Task description –
Copy the records below word for word, without the pictures.

The records –

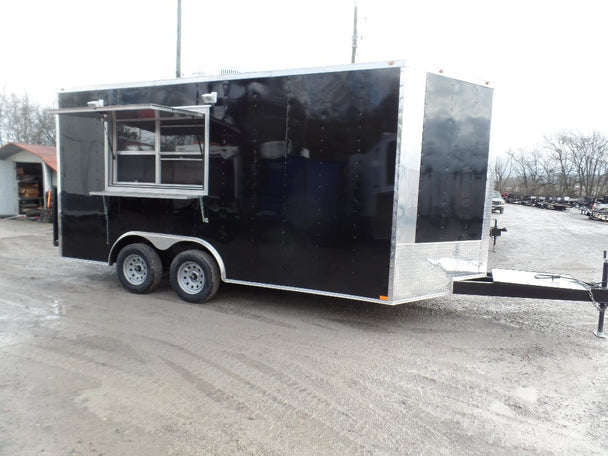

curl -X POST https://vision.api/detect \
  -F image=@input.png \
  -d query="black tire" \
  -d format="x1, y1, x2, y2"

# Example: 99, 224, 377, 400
116, 243, 163, 294
169, 250, 220, 303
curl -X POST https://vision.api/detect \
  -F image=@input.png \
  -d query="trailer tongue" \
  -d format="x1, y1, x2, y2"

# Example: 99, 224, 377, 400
452, 260, 608, 339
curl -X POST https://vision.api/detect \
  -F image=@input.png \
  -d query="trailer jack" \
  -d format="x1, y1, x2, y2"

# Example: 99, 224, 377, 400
452, 251, 608, 339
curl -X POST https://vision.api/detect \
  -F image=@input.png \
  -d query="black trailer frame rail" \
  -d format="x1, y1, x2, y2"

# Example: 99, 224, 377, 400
452, 262, 608, 339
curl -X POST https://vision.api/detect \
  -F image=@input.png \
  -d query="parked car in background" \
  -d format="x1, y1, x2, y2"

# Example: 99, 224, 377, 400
492, 191, 505, 214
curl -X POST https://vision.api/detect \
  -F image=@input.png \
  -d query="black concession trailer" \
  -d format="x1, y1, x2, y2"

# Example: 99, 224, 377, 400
55, 61, 492, 304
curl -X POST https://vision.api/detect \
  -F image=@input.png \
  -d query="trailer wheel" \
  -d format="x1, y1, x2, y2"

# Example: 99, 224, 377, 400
116, 243, 163, 294
169, 250, 220, 303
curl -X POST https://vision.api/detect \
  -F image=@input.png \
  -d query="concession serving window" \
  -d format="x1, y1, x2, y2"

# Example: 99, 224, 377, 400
53, 102, 209, 198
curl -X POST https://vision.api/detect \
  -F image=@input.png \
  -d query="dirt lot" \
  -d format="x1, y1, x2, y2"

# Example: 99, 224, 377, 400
0, 205, 608, 456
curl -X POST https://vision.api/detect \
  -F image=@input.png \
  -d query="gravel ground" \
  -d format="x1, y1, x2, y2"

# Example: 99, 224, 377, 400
0, 205, 608, 456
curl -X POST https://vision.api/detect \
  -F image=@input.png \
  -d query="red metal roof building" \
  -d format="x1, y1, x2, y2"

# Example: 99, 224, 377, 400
0, 142, 57, 216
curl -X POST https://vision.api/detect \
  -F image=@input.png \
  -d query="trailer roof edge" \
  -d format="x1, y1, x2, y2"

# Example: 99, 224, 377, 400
58, 60, 406, 94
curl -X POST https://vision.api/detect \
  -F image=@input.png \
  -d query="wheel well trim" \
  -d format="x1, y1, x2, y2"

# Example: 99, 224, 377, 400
108, 231, 226, 281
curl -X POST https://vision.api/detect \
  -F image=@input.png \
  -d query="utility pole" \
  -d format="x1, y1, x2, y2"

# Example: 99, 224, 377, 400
175, 0, 182, 78
350, 2, 357, 63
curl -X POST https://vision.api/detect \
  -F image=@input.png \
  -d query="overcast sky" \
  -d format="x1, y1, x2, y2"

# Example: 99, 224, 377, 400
0, 0, 608, 153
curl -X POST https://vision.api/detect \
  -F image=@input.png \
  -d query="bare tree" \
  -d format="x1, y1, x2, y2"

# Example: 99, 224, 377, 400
494, 155, 513, 193
570, 132, 608, 197
0, 91, 55, 145
544, 132, 576, 195
508, 149, 545, 195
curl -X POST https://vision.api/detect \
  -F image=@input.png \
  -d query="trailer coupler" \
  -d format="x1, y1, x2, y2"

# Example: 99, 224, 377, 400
452, 252, 608, 339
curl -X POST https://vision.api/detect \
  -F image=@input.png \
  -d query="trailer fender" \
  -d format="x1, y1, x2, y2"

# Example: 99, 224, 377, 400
108, 231, 226, 281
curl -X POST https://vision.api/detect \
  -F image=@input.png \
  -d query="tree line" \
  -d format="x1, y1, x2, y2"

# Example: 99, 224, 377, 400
0, 90, 55, 146
0, 90, 608, 198
494, 131, 608, 198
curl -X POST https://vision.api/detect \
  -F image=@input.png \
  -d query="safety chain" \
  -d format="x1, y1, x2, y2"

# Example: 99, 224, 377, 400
534, 274, 602, 312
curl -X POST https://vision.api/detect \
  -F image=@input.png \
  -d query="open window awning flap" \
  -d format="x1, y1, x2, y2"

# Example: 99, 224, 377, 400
47, 103, 209, 117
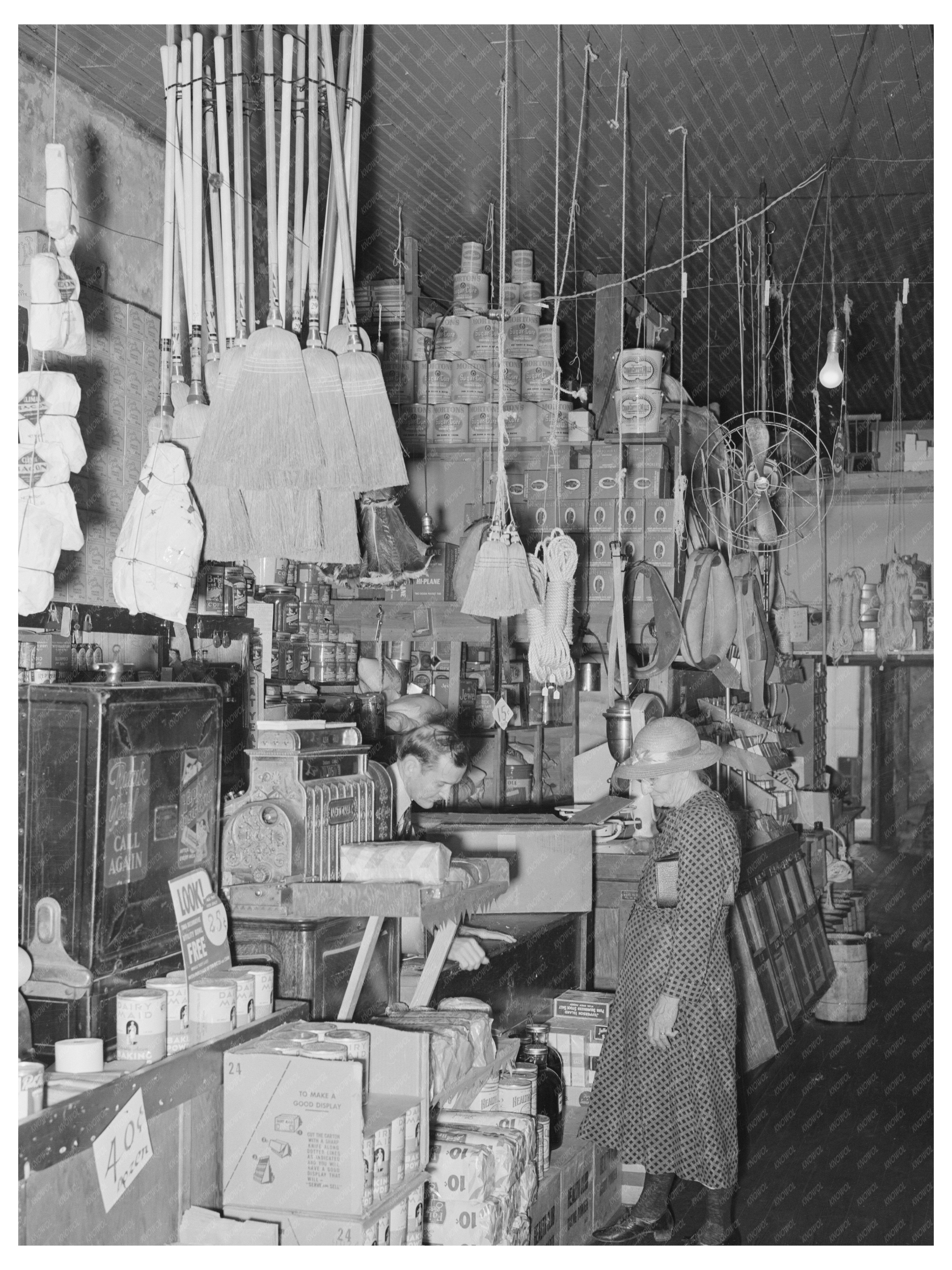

Task result –
curl -X POST https://vision.api/detect \
  -F image=@input.png \
  -d query="black tire" \
  -d format="x1, y1, x2, y2"

# Example: 99, 224, 377, 400
116, 243, 163, 294
169, 250, 220, 303
curl -X POST https://vision.api/detect \
  -F image=@input.png \
  -d query="trailer tongue" \
  -d format="x1, y1, x2, y2"

# Example: 99, 224, 377, 400
452, 260, 608, 339
curl -X POST https://vision.api/detect \
  -F image=@input.png \
  -d query="trailer jack" \
  -d format="x1, y1, x2, y2"

# Example: 99, 224, 377, 400
452, 251, 608, 339
curl -X POST https://vision.api/detect \
  -F image=@input.png \
  -d query="black trailer frame rail" \
  -d format="x1, y1, x2, y2"

# Example: 99, 224, 377, 400
452, 262, 608, 339
curl -X POST https://vision.api/detect \
  -F image=@input.png \
  -d query="parked car in background" \
  -d format="x1, y1, x2, y2"

# Example: 99, 224, 377, 400
492, 191, 505, 214
curl -X POST https://vision.api/detect \
  -F image=@input.png \
  -d query="black concession trailer" \
  -d format="x1, y1, x2, y2"

# Example: 99, 224, 377, 400
55, 61, 492, 304
curl -X POST https://vision.api/detect \
  -F image=@input.png \
  -d query="trailer wheel" \
  -d format="x1, y1, x2, y2"

# Example: 99, 224, 377, 400
116, 243, 163, 294
169, 250, 220, 303
curl -X POST https://vision.api/detect \
  -F image=@input.png \
  -d query="concession serving window" \
  -d format="x1, y1, x2, y2"

# Example: 99, 224, 377, 400
53, 102, 209, 198
curl -X POST https://vision.api/detect \
  -F image=@input.png \
  -d query="dirt lot" \
  -d format="x1, y1, x2, y2"

# Example: 99, 224, 377, 400
0, 205, 608, 456
curl -X POST https://vision.api/detect \
  -F image=@input.png \
  -d query="gravel ground" \
  -d format="x1, y1, x2, y2"

# Example: 99, 224, 377, 400
0, 205, 608, 456
curl -X POST https://vision.api/detect \
  -F image=@input.png \
  -d query="red metal roof building" \
  -d format="x1, y1, x2, y2"

# Example: 99, 224, 377, 400
0, 142, 57, 216
curl -X POST https://vision.api/detect \
  -F image=@input.png \
  -d query="trailer roof edge" \
  -d format="x1, y1, x2, y2"

# Example: 99, 224, 377, 400
58, 60, 406, 94
curl -X POST https://vision.api/detect \
  -F image=@input.png \
  -d query="wheel well trim" \
  -d format="x1, y1, x2, y2"

# Example: 99, 224, 377, 400
108, 231, 226, 281
curl -X POST https://vision.api/detect \
  -F image=@input.png \
  -d query="utility pole" \
  -d format="x1, y1, x2, y2"

# Example: 99, 224, 377, 400
175, 0, 182, 78
350, 2, 357, 63
curl -X POST https://vision.api/detect \
  -F image=@input.png \
  -d query="overcast sky" \
  -d format="x1, y1, x2, y2"

# Example: 99, 224, 377, 400
0, 0, 608, 153
curl -X POST https://vision.api/detect \
  -F image=@input.png \
  -d query="bare tree" \
  -d format="x1, y1, x2, y2"

# Example: 99, 224, 377, 400
494, 155, 513, 193
570, 132, 608, 197
0, 91, 55, 145
544, 132, 576, 195
508, 149, 545, 195
curl -X POST https://vision.api/detect \
  -F image=@input.png \
  -d query="trailer coupler" \
  -d format="x1, y1, x2, y2"

# Example: 99, 224, 377, 400
452, 252, 608, 339
curl -X POST https://vision.api/detect \
  -F image=@input.png \
  -d query="trailer fender" \
  -d format="x1, y1, x2, y2"

# Example: 99, 224, 377, 400
108, 231, 226, 281
curl -X POST https://vision.api/detect \
  -F image=@input.png \
  -d query="tree line" \
  -d format="x1, y1, x2, y2"

# Example: 99, 224, 377, 400
0, 90, 55, 146
0, 90, 608, 198
494, 131, 608, 198
curl -X POST https://vision.api/detect \
  -F image=@input.png \
  -d query="safety chain" \
  -d format="x1, y1, x2, y2"

# Example: 99, 224, 377, 400
534, 274, 602, 312
curl -X POST https://vision.api/detect \
  -F image=@input.png \
  -d query="open window awning flap" \
  -d format="x1, y1, x2, y2"

# Example: 99, 224, 377, 400
47, 103, 209, 117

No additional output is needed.